Task brief
Your task is to copy each line of the material that includes "white".

Records shown
+ + + + +
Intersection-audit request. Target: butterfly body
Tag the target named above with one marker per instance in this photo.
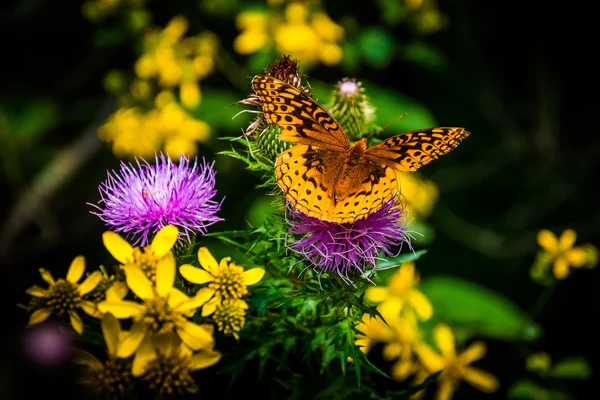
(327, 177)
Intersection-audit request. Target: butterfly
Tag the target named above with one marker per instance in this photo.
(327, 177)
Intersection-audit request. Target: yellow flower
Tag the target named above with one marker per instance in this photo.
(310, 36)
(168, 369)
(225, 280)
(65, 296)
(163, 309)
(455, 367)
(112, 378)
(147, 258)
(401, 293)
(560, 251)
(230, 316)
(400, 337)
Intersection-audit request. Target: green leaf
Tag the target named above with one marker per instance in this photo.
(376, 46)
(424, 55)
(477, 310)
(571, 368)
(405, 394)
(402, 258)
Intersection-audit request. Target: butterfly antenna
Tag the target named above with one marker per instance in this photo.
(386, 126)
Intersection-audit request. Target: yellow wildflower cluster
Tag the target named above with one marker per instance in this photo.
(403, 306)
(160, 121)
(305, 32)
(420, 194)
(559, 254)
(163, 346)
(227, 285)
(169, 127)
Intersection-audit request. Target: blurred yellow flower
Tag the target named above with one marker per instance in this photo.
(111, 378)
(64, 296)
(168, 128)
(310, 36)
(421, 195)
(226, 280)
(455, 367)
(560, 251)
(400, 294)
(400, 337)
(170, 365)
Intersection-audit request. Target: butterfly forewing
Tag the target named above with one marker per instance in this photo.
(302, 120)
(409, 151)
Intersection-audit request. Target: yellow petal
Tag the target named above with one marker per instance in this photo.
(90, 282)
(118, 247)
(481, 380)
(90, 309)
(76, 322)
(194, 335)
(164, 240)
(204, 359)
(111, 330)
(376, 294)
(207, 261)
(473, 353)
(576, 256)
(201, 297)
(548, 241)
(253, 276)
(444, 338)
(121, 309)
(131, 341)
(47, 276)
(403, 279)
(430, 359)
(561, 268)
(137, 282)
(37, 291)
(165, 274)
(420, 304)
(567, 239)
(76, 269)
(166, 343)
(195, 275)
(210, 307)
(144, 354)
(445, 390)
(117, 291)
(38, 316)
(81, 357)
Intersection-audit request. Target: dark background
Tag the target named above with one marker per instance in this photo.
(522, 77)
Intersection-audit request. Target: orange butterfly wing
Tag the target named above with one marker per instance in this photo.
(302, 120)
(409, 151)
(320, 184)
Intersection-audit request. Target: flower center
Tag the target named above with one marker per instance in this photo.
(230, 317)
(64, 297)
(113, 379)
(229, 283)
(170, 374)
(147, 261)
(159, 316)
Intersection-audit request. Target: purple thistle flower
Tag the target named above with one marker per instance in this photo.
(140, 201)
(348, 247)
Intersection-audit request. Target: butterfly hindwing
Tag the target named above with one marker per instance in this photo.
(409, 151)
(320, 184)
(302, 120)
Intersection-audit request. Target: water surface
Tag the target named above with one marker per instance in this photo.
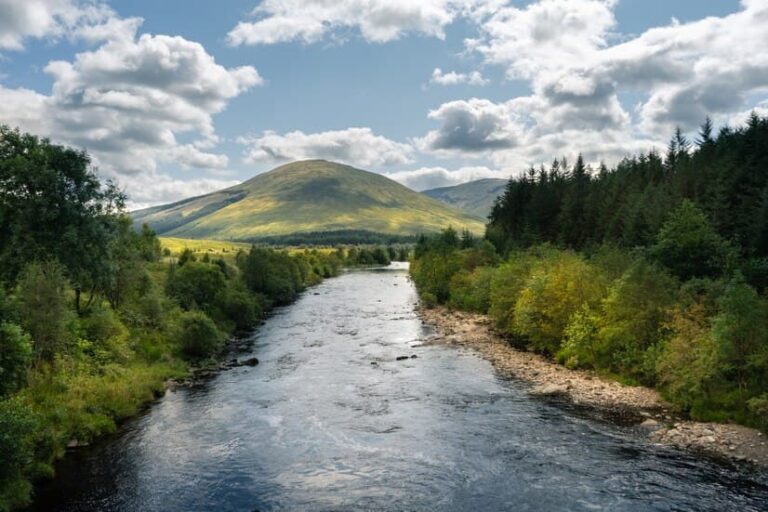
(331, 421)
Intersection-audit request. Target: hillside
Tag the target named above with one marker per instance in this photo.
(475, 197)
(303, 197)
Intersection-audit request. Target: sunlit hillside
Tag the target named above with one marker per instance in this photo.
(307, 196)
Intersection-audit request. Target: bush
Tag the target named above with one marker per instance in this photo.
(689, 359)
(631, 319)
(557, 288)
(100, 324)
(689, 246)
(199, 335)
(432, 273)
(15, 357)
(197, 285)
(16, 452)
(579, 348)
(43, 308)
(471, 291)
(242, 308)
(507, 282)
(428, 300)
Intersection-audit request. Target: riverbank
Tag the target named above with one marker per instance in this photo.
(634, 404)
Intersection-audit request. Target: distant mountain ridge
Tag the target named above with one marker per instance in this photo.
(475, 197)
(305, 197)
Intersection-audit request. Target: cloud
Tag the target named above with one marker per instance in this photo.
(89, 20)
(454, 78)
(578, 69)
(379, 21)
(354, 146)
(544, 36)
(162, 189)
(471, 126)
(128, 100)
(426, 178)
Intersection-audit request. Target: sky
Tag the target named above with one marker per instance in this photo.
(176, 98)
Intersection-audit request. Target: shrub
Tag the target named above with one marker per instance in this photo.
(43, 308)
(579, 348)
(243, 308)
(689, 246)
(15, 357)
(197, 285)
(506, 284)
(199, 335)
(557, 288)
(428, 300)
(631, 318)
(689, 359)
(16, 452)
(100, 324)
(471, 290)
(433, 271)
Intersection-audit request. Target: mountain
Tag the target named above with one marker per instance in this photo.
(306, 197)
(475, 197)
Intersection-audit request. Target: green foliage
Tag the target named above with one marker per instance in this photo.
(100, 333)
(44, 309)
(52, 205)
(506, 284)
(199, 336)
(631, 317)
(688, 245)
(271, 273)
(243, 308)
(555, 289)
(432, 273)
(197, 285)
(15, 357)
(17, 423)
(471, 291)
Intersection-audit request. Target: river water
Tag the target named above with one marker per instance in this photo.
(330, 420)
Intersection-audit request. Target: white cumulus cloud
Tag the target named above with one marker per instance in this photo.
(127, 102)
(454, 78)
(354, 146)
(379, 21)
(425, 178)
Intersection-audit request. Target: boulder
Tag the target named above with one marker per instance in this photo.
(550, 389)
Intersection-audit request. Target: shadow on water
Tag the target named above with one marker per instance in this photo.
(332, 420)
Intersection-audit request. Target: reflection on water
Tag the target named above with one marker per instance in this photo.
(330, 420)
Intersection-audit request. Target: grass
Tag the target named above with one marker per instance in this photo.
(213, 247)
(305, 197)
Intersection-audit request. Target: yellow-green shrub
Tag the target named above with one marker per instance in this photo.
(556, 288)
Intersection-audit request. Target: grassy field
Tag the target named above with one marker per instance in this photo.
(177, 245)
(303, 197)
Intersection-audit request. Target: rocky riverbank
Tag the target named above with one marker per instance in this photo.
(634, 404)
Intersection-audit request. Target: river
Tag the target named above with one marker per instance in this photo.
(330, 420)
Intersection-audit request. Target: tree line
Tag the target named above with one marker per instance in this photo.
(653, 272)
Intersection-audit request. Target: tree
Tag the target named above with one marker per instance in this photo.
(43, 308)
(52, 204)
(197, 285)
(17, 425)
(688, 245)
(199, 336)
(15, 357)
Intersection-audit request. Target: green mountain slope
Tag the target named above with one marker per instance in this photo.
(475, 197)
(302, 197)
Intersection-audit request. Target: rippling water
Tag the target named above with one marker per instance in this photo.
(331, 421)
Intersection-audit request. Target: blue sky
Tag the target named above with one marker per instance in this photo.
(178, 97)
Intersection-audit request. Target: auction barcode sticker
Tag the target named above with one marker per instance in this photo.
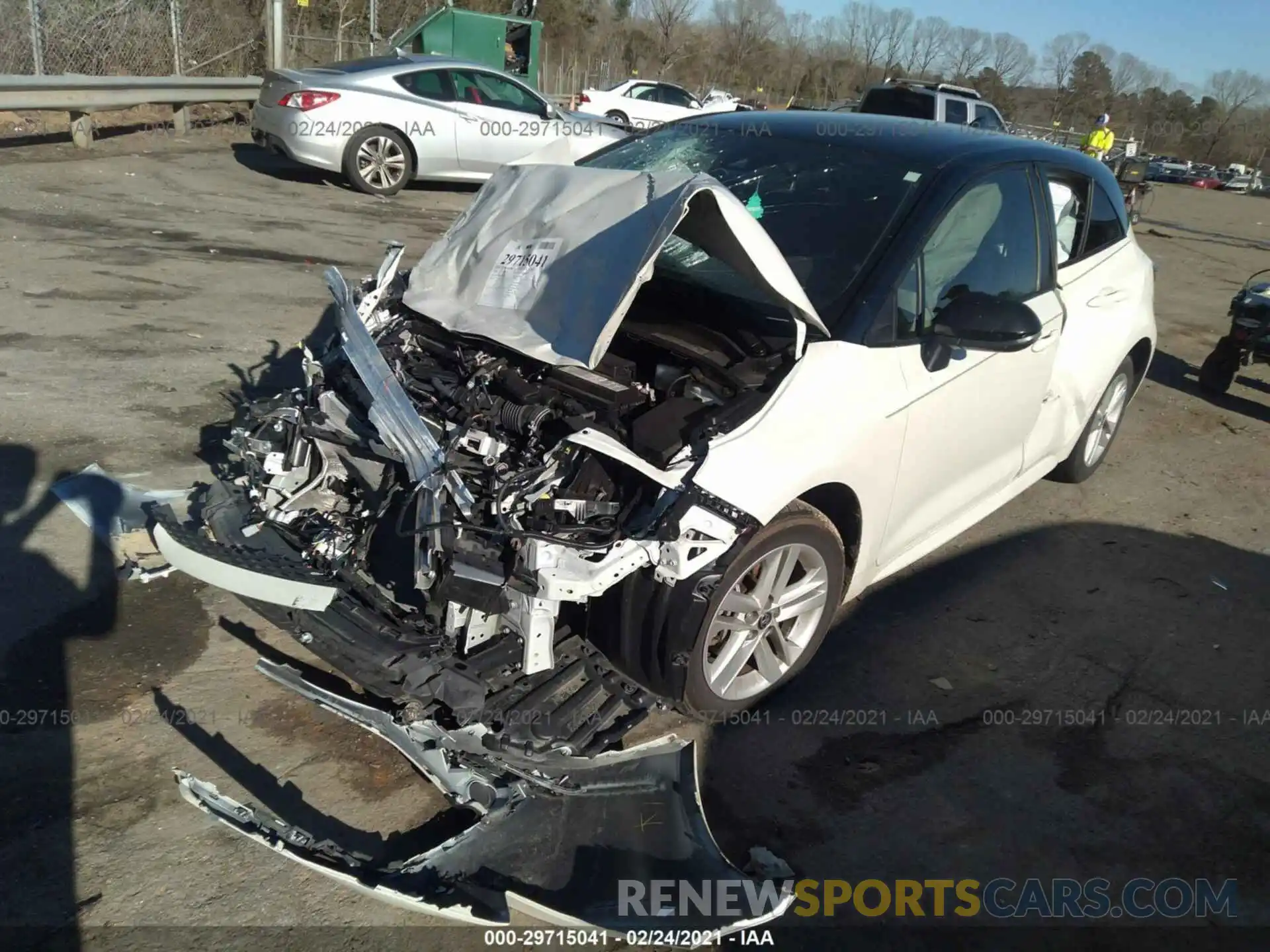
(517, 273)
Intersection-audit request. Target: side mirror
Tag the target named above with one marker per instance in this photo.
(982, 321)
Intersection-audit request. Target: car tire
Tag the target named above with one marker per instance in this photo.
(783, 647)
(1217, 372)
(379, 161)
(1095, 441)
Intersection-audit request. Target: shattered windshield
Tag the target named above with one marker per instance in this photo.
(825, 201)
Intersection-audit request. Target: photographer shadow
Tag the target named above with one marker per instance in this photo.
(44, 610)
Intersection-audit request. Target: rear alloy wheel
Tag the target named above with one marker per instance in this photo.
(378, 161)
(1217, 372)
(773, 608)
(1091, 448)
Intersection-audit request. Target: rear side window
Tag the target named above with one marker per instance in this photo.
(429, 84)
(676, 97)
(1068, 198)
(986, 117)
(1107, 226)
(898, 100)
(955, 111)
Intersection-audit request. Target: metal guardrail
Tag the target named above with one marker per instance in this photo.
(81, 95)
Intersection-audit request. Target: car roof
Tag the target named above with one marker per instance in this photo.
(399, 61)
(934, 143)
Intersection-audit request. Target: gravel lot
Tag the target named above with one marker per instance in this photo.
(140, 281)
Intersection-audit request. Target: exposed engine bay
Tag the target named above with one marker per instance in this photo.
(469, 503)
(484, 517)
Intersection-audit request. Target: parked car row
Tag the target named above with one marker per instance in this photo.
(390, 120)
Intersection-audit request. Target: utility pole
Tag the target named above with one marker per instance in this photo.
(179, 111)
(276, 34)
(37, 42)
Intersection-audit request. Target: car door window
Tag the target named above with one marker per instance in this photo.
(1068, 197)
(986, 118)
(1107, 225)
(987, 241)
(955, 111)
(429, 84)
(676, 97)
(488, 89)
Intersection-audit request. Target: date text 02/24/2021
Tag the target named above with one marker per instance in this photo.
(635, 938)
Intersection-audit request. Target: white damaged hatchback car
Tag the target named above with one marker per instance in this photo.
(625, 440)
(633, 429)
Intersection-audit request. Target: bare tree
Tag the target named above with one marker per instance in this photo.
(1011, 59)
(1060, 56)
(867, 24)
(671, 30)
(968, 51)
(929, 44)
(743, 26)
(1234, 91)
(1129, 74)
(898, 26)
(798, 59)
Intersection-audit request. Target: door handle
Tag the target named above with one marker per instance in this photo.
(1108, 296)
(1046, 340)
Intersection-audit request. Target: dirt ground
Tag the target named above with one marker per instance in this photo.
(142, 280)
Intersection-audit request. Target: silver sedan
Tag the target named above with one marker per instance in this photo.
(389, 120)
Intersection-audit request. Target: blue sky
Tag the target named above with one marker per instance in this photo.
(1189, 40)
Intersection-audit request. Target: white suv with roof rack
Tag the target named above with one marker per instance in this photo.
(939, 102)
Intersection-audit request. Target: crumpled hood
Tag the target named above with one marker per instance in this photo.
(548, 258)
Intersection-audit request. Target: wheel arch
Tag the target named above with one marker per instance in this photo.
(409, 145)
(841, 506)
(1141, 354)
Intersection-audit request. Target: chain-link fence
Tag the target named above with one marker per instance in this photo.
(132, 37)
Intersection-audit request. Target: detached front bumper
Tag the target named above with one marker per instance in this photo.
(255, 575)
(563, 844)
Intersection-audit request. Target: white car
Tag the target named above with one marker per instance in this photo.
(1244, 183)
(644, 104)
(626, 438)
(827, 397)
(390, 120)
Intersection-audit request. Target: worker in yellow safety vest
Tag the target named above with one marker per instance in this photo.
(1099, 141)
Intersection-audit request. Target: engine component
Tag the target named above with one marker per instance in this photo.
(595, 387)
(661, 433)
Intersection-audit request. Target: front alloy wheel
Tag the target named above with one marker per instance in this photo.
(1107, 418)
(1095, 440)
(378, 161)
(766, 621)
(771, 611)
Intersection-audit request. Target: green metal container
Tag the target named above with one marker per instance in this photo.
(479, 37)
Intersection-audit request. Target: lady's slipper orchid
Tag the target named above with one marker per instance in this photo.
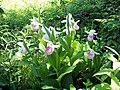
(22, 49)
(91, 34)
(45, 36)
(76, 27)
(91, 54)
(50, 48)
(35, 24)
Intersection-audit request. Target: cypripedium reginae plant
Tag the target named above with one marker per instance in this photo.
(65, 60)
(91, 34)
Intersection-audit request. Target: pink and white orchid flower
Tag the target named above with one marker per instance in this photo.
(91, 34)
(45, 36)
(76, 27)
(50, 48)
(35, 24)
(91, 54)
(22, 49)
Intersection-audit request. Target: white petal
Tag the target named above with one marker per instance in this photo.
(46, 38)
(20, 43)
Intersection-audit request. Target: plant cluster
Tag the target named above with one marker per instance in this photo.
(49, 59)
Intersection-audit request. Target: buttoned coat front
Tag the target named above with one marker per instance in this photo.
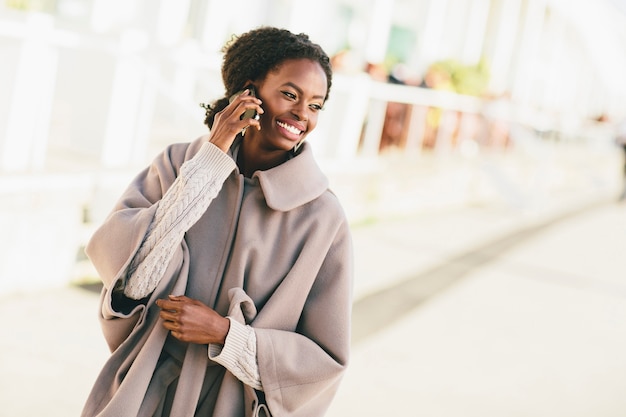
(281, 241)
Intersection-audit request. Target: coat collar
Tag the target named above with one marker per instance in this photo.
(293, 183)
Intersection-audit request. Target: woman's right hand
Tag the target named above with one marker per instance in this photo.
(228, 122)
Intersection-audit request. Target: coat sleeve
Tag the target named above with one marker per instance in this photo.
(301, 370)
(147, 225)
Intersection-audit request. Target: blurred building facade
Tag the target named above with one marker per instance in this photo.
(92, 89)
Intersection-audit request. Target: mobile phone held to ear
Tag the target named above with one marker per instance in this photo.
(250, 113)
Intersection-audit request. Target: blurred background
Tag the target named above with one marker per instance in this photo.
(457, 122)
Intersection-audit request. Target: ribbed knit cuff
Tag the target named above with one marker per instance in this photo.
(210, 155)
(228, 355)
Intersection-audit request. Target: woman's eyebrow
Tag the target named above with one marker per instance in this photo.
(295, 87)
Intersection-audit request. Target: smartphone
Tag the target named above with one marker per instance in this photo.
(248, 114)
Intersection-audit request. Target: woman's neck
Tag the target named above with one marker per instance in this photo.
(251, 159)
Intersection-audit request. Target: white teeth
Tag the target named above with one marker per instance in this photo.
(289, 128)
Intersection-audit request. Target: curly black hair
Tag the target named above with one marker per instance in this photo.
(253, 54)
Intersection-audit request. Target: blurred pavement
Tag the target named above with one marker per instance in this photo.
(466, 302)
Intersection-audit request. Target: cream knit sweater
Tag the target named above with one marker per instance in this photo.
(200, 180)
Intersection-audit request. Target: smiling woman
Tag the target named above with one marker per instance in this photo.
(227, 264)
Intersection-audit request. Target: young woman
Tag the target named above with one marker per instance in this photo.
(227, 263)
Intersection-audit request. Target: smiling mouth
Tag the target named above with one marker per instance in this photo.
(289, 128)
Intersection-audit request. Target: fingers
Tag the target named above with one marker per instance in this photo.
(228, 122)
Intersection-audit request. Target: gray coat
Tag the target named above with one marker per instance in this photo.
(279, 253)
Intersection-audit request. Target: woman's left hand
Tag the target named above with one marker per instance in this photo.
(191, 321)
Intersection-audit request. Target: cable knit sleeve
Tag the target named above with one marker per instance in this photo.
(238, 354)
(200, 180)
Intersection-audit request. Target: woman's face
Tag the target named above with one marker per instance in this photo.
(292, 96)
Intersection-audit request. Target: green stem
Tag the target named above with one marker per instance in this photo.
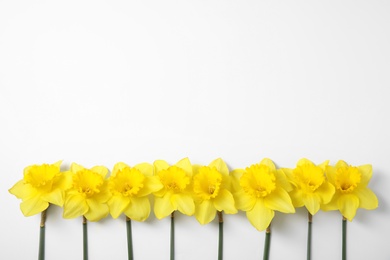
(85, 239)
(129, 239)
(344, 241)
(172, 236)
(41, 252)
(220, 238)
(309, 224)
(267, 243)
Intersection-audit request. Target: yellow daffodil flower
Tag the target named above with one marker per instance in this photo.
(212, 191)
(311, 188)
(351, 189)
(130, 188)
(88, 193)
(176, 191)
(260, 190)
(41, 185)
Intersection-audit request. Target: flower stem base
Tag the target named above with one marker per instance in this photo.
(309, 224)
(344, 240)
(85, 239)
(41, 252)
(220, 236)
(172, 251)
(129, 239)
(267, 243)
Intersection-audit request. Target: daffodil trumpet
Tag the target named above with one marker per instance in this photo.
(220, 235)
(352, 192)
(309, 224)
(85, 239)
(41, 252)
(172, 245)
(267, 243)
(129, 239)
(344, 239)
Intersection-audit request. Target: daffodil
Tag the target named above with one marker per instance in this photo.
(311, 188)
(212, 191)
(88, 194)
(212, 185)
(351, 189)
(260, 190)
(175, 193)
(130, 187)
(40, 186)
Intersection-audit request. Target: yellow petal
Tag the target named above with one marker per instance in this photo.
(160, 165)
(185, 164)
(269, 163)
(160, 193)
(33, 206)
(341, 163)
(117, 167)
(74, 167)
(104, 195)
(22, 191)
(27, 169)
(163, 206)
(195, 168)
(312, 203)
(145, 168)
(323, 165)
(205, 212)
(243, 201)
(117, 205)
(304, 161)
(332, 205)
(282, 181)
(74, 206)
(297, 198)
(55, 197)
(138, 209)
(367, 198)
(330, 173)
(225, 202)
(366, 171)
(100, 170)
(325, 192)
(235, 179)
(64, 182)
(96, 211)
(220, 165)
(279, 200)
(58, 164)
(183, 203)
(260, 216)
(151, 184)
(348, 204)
+ + + + +
Your response
Intersection-audit request. Target: white cumulus cloud
Intersection-audit request. Target: white damaged hatchback car
Intersection-audit request. Target: white suv with roof rack
Intersection-audit request. Target: white car
Intersection-audit request. Target: pink and white orchid flower
Intersection-audit request. Target: white petal
Intersection-audit request. Target: white teeth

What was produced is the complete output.